SCHRIFTLICHE ANFRAGE 1 => Zu welchem Fazit kommen Baker und Glasser laut dem Textauszug über die Ära Trump?
SCHRIFTLICHE ANFRAGE 2 => Nenne sämtliche Personen, die im Textauszug über die Ära Trump namentlich vorkommen.
SCHRIFTLICHE ANFRAGE 3 => Führe den Textauszug über Bücher zur Ära Trump im Anschluss an seinen letzten Satz weiter.

TEXTAUSZUG =>

Empfehlenswert ist es, dieses großartige Buch mit Garrett A. Graffs neuem, minutiösem, ebenso haarsträubendem Buch über die Watergate-Affäre zu kombinieren. Denn hier wie dort handelt es sich wörtlich wie übertragen um Einbruch, um den Kollaps der Politik und dessen Austausch nicht durch Antipolitik, sondern durch unverstelltes kriminelles Verhalten und finanzielle Bereicherung.

Glasser und Baker haben ein anderes Schreibtemperament als Haberman. Mit sardonischer Verve sezieren sie das Totalchaos. Porträtieren die Kamarilla um Trump, Erfüllungsgehilfen eines jeder Nuance abholden TV-süchtigen Ignoranten. Bakers und Glassers Fazit ist ernüchternd – und erschütternd: Die Ära Trump ist nicht Vergangenheit, sie ist die Gegenwart – und vielleicht sogar die Zukunft. Schließlich führt er trotz Verurteilung als Sexualstraftäter aktuell das Feld der Republikaner-Kandidaten mit Vorsprung an. In der Geschichtsschreibung gibt es immer wieder neue Bewegungen, neue Deutungswendungen und Revisionen.

BEREITGESTELLTES MATERIAL =>

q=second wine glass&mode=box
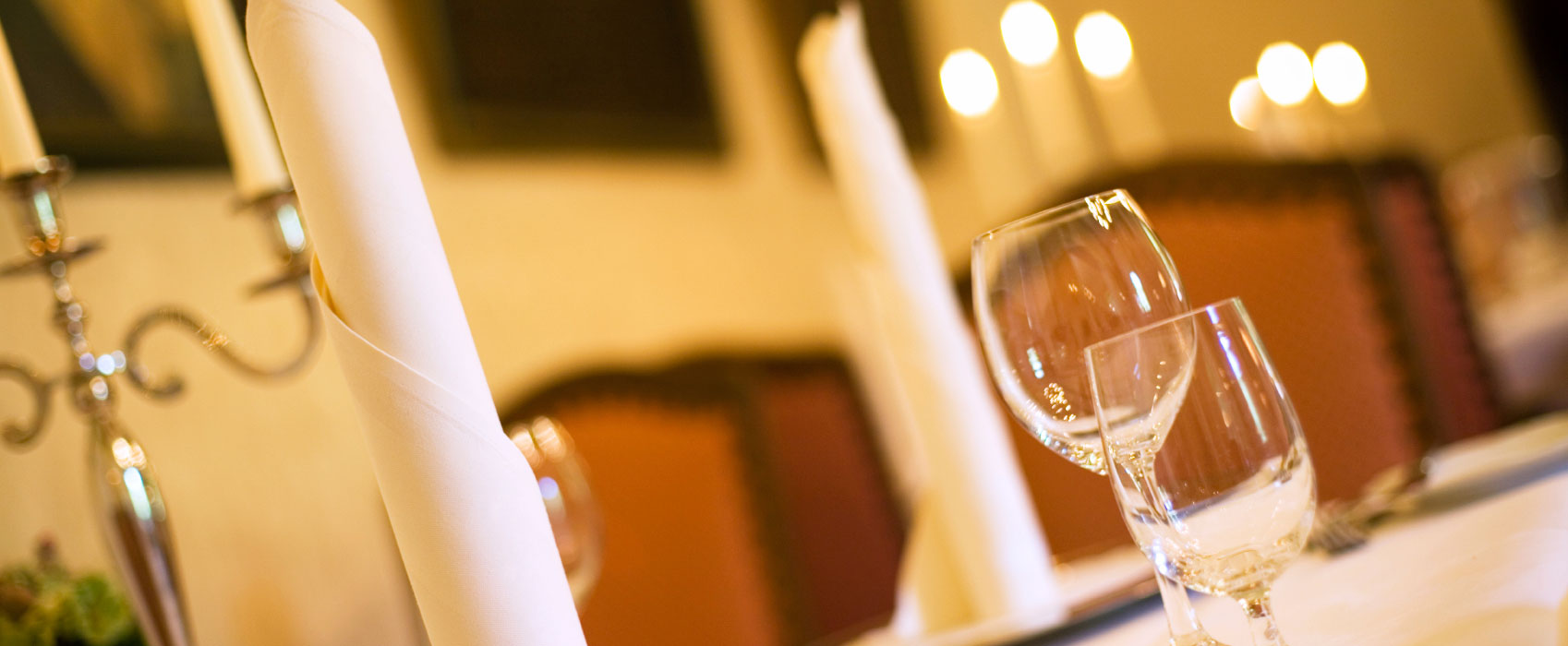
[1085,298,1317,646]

* * *

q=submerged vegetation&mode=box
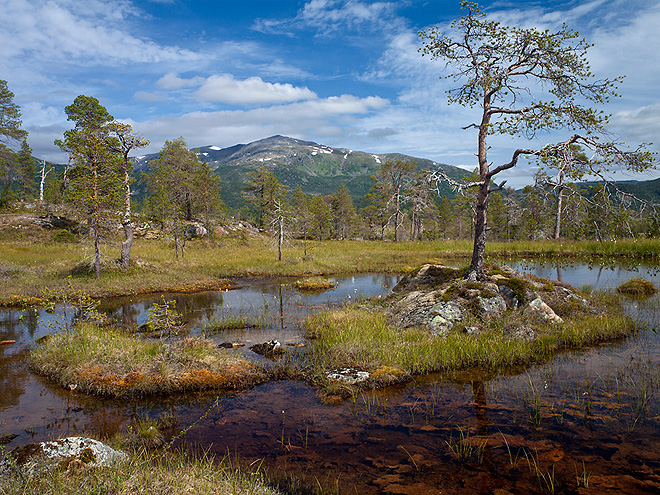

SCHRIFTLICHE ANTWORT 1 => Die Ära Trump ist nicht Vergangenheit, sondern Gegenwart – und vielleicht sogar die Zukunft.

SCHRIFTLICHE ANTWORT 2 => Garrett A. Graff, Glasser, Baker, Haberman, Trump

SCHRIFTLICHE ANTWORT 3 =>
So schilderte der Historiker Woody Holton von der University of South Carolina 2021 in Liberty Is Sweet die Amerikanische Revolution so intensiv wie verblüffend neu: unter den Gesichtspunkten von "class" und "race". Denn Frauen, Native Americans, Schwarze und religiöse Dissidenten spielten eine gewichtige Rolle.

Peter Baker und Susan Glasser, "The Divider. Trump in the White House, 2017–2021". € 34,– / 732 Seiten.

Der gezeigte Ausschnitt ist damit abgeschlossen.